##### Provided information #####

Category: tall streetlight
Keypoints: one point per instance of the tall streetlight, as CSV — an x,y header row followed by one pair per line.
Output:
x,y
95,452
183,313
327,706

#####

Description of the task: Copy out the whole listing above word for word, keeping every line as it appears.

Written answer:
Category: tall streetlight
Keypoints: one point per instance of the tall streetlight, as CSV — an x,y header row followed by one pair per line.
Output:
x,y
95,452
183,313
327,706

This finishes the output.